§ Exercise brief: Can you write out all of the lines below again, requests included, scaling every pixel coordinate in the answers by 2.45 and rounding each result to a whole number, with halves rounded up? Leave the pictures out of your answer.

______________________________

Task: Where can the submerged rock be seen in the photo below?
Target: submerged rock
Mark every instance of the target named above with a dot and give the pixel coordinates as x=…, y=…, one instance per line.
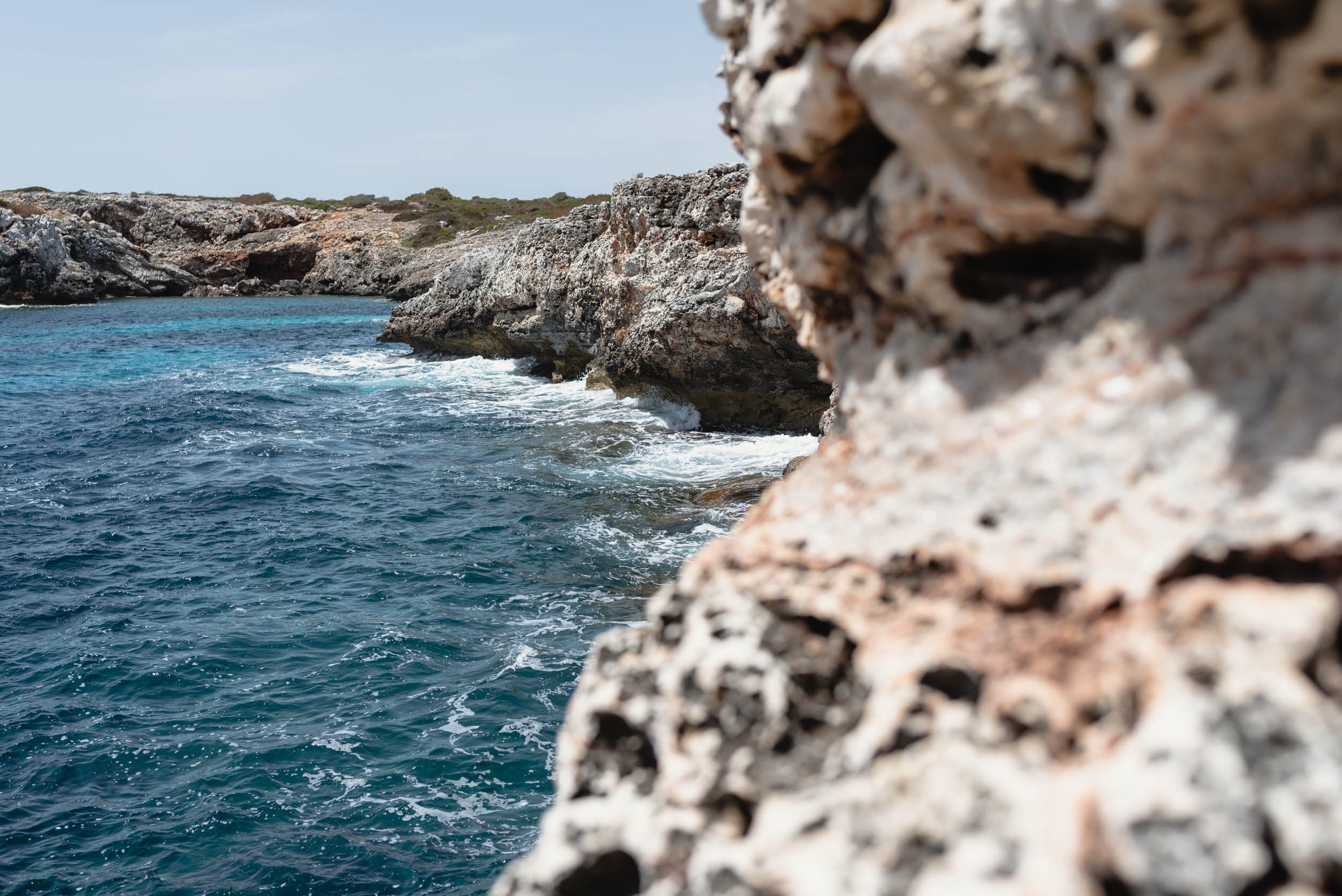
x=651, y=292
x=1055, y=609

______________________________

§ Solution to this problem:
Task: Where can the submerged rock be seen in the photo below?
Target: submerged rock
Mark every instance of the target named above with a dot and give the pixel coordinates as x=…, y=…, one instance per line.
x=1595, y=715
x=2585, y=1492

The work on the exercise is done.